こうした質的調査(定性情報)については、キーワード化されそれら情報にタグをつけをコンピュータ処理され活用されてきている。株式の専門家ではないが、機関投資家による株の売買のほとんどがコンピューターによって自動化されている。株の乱高下の背景にはこのコンピューターのプログラムが各社ほとんど同じようにプログラムされているとも聞いている。株価判断には多くの業績などの指数を活用すると共に、例えばウオールストリートジャーナルやニューヨークタイムスといった主要大手新聞などの紙面に出てくるタイトルなどの情報をキーワード化した定性情報をプログラムに組み込んでいると言われている。数字化できない情報、心理に及ぼす情報をどのように取り入れていくかという一つの事例である。コンピューターによる処理能力の高さからより精度の高い「答え」が得られてきていることは事実である。

今回の賃金統計の不正についても、国の基幹統計情報も「処理」され数字化してきたと思う。東京都における全数調査をやらずにサンプル調査に変更したとしても、それは単なる「数字」の世界で、誤差があれば修正すれば済むと考えているからである。そこには失業などの給付を受ける2000万人近くの国民はいない。野党が言うような現政権への忖度などではない。毎日新聞によれば厚労省3万人の職員の内この勤労統計などの業務部署にはわずか17人しかいないと言う。勿論、職員か少ないからと言う理由は許されない。問題なのはこの統計数字を基に多くの政策が膨大な税金と共に実行されてきたと言うことである。前統計責任者の国会答弁から推測するに、統計という数字の処理に不正があったとは考えていなかったと言うことであろう。コトの重大性とはまるでかけ離れた単に処理を間違えた程度の認識。ここまで官僚社会が劣化しているは極めて恐ろしいことだ。

····················

### 作業依頼 A
統計をめぐる文章を、「こうした質的調査(定性情報)」のある語句から一字も変えずに写し始め、「いるは極めて恐ろしいことだ。」まで写したところで終えてください。
### 作業依頼 B
統計をめぐる文章を、その最後の文の後から書き継いでください。
この後に並ぶ行は、上の統計をめぐる文章とは関係がありません。

### 保存データ
····················

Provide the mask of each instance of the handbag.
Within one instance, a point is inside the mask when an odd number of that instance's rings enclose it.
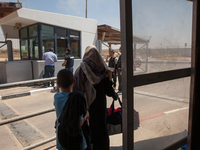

····················

### 回答 A
こうした質的調査(定性情報)については、キーワード化されそれら情報にタグをつけをコンピュータ処理され活用されてきている。株式の専門家ではないが、機関投資家による株の売買のほとんどがコンピューターによって自動化されている。株の乱高下の背景にはこのコンピューターのプログラムが各社ほとんど同じようにプログラムされているとも聞いている。株価判断には多くの業績などの指数を活用すると共に、例えばウオールストリートジャーナルやニューヨークタイムスといった主要大手新聞などの紙面に出てくるタイトルなどの情報をキーワード化した定性情報をプログラムに組み込んでいると言われている。数字化できない情報、心理に及ぼす情報をどのように取り入れていくかという一つの事例である。コンピューターによる処理能力の高さからより精度の高い「答え」が得られてきていることは事実である。

今回の賃金統計の不正についても、国の基幹統計情報も「処理」され数字化してきたと思う。東京都における全数調査をやらずにサンプル調査に変更したとしても、それは単なる「数字」の世界で、誤差があれば修正すれば済むと考えているからである。そこには失業などの給付を受ける2000万人近くの国民はいない。野党が言うような現政権への忖度などではない。毎日新聞によれば厚労省3万人の職員の内この勤労統計などの業務部署にはわずか17人しかいないと言う。勿論、職員か少ないからと言う理由は許されない。問題なのはこの統計数字を基に多くの政策が膨大な税金と共に実行されてきたと言うことである。前統計責任者の国会答弁から推測するに、統計という数字の処理に不正があったとは考えていなかったと言うことであろう。コトの重大性とはまるでかけ離れた単に処理を間違えた程度の認識。ここまで官僚社会が劣化しているは極めて恐ろしいことだ。

### 回答 B
栗原心愛ちゃんの虐待事件に対する柏児童相談所の所長の会見を見てもわかるように、そこには救うべき栗原心愛ちゃんはいない。所長が会見中最後まで心愛ちゃんの名前を呼ばなかったのも、そこあるのは「処理」すべき女児だけであると言うことだ。つまり、想像力を失った恐ろしい社会が広がっている。これからAIの時代としてますます進化していくであろう。であればこそ、人間が持ってきた想像する力をこそ育て発揮しなければならない。「数字」の持つ意味をどう読み解き、想像力を働かせること、これはコンピューターにはできない社会を実現することでもある。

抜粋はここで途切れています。